> _GIVEN PROBLEM_: In the records, rewrite everything from the line containing "Locate the oil" down to the line containing "[[639, 938]]", switching "rear tire" to "back tire" and leaving the rest of those lines unchanged.

━━ DATA SUPPLIED

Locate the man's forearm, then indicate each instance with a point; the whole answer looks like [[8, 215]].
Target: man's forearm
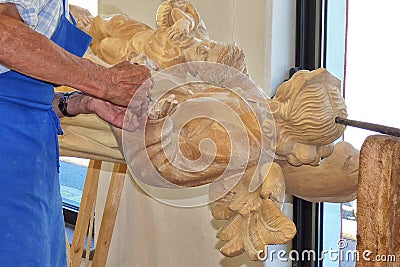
[[30, 53]]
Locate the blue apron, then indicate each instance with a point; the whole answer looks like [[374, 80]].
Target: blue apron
[[31, 222]]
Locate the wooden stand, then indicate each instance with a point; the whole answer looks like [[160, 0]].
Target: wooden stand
[[378, 202], [85, 221]]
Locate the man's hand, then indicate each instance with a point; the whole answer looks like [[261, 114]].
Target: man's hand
[[121, 117]]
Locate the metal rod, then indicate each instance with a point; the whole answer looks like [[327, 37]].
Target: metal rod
[[369, 126]]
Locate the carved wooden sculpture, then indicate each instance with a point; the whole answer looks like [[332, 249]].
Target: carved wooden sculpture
[[304, 111]]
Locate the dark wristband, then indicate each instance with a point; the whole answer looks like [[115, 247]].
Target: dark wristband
[[63, 103]]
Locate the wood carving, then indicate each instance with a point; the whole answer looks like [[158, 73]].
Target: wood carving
[[254, 219], [378, 202], [304, 111]]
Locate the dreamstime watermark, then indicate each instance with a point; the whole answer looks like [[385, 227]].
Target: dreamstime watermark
[[332, 254]]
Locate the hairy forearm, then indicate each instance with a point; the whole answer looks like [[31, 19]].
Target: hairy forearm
[[30, 53]]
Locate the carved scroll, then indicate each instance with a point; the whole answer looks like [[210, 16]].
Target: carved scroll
[[378, 202]]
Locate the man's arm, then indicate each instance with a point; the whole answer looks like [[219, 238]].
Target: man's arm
[[30, 53]]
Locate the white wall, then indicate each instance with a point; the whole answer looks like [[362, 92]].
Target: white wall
[[149, 233]]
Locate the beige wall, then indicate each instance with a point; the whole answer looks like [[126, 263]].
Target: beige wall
[[149, 233]]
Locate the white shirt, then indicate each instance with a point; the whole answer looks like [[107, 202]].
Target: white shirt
[[41, 15]]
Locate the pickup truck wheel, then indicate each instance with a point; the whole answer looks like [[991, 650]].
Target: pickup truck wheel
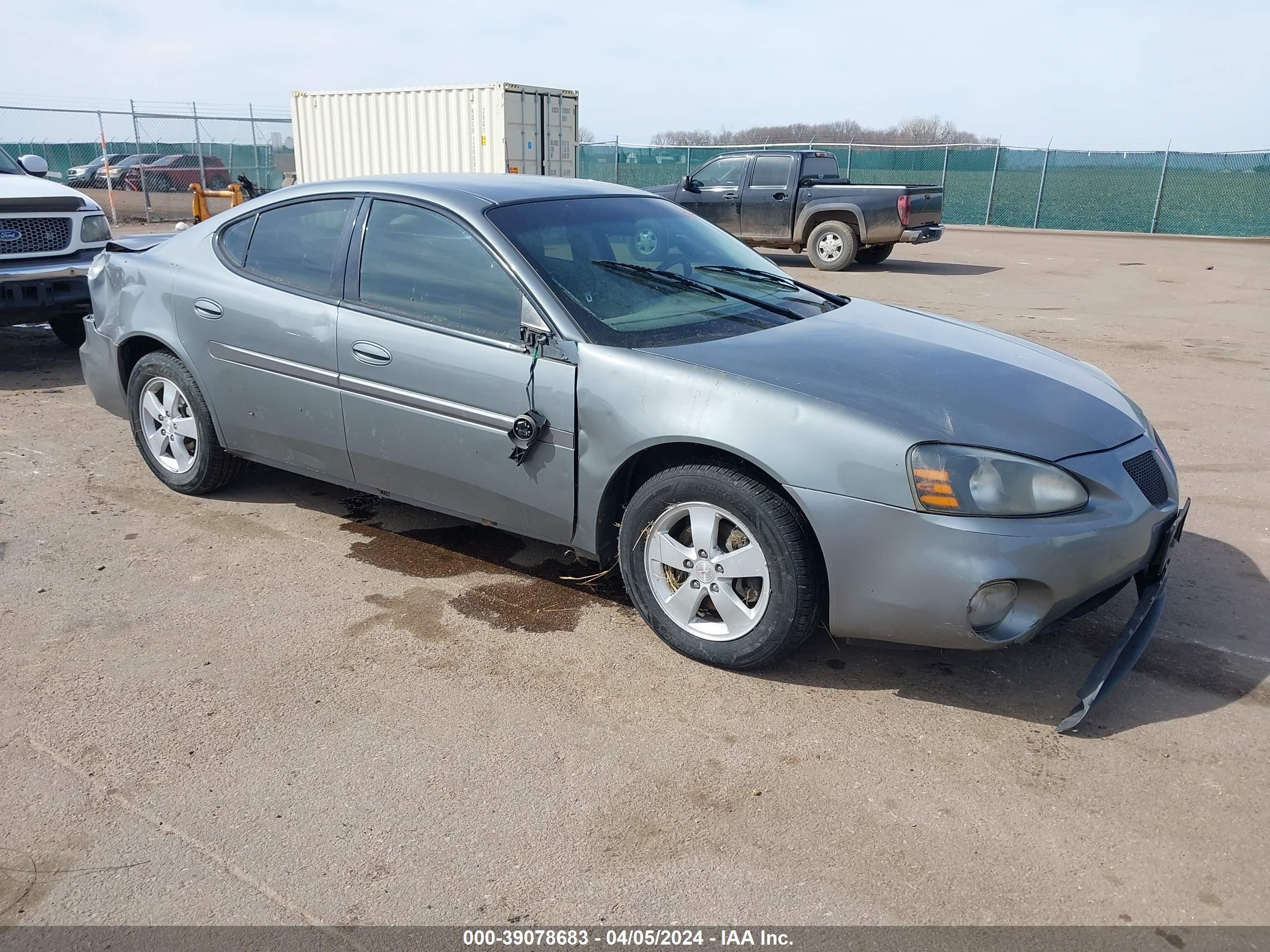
[[832, 245], [69, 331], [720, 567], [173, 427], [874, 254]]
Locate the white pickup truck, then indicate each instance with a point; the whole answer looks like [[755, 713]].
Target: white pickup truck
[[49, 237]]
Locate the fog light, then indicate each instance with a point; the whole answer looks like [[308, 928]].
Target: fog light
[[991, 605]]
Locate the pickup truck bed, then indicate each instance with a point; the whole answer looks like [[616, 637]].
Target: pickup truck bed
[[798, 201]]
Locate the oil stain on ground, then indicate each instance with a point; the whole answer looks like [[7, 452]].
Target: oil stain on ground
[[539, 598]]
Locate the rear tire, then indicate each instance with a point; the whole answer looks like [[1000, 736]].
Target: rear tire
[[832, 245], [874, 254], [200, 465], [69, 329], [769, 615]]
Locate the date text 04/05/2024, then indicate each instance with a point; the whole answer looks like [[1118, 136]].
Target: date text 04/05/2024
[[639, 938]]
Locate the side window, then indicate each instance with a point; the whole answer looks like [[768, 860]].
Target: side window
[[299, 244], [771, 172], [821, 168], [234, 239], [421, 265], [722, 172]]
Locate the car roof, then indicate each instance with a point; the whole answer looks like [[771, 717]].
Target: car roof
[[490, 188]]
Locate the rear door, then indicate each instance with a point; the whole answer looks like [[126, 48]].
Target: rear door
[[768, 199], [257, 315], [715, 190], [433, 374]]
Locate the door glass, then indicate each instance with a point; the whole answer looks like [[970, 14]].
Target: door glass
[[234, 239], [771, 170], [421, 265], [722, 172], [299, 244]]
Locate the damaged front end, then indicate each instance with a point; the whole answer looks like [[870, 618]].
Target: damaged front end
[[1127, 649]]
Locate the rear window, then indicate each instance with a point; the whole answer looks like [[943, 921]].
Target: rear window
[[818, 168], [299, 244], [234, 239], [771, 170]]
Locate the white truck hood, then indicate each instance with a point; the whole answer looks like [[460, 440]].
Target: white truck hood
[[31, 187]]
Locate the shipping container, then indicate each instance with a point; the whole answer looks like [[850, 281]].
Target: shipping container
[[497, 127]]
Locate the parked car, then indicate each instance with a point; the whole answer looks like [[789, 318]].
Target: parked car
[[118, 170], [49, 237], [177, 173], [757, 455], [88, 173], [797, 201]]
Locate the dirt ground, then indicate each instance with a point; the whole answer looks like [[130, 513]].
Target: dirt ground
[[287, 704]]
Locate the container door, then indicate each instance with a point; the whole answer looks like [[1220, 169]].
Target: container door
[[562, 129], [524, 133]]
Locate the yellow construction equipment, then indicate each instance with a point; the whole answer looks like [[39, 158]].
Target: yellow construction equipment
[[201, 195]]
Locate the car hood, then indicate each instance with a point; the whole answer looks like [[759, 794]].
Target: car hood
[[934, 378], [32, 187]]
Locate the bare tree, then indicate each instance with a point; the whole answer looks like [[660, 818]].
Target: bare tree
[[916, 131]]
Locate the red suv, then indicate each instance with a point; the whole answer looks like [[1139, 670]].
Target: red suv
[[176, 173]]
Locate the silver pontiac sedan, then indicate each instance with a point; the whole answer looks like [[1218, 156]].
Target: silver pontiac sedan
[[760, 457]]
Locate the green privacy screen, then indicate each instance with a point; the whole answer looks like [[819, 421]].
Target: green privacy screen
[[1176, 193]]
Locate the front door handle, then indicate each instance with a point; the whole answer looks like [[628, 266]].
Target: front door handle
[[206, 307], [371, 353]]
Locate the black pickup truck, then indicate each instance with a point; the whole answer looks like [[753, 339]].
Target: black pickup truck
[[797, 201]]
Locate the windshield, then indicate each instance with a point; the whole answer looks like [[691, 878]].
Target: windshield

━━━━

> _EXERCISE ANSWER_:
Locate the oil stain on ground, then indicate each instance with a point; the whole answer looks like [[7, 452]].
Target: oil stain on ground
[[539, 598]]
Locate the back tire, then indicate each instance with a point; the whole answer looks like [[1000, 736]].
Target: back tire
[[832, 245], [874, 254], [200, 465], [69, 329], [769, 615]]
Locate the date text 04/05/2024, then indicate each instance with a point; the whole answer looks like [[1118, 136]].
Target: date text 04/05/2024
[[639, 938]]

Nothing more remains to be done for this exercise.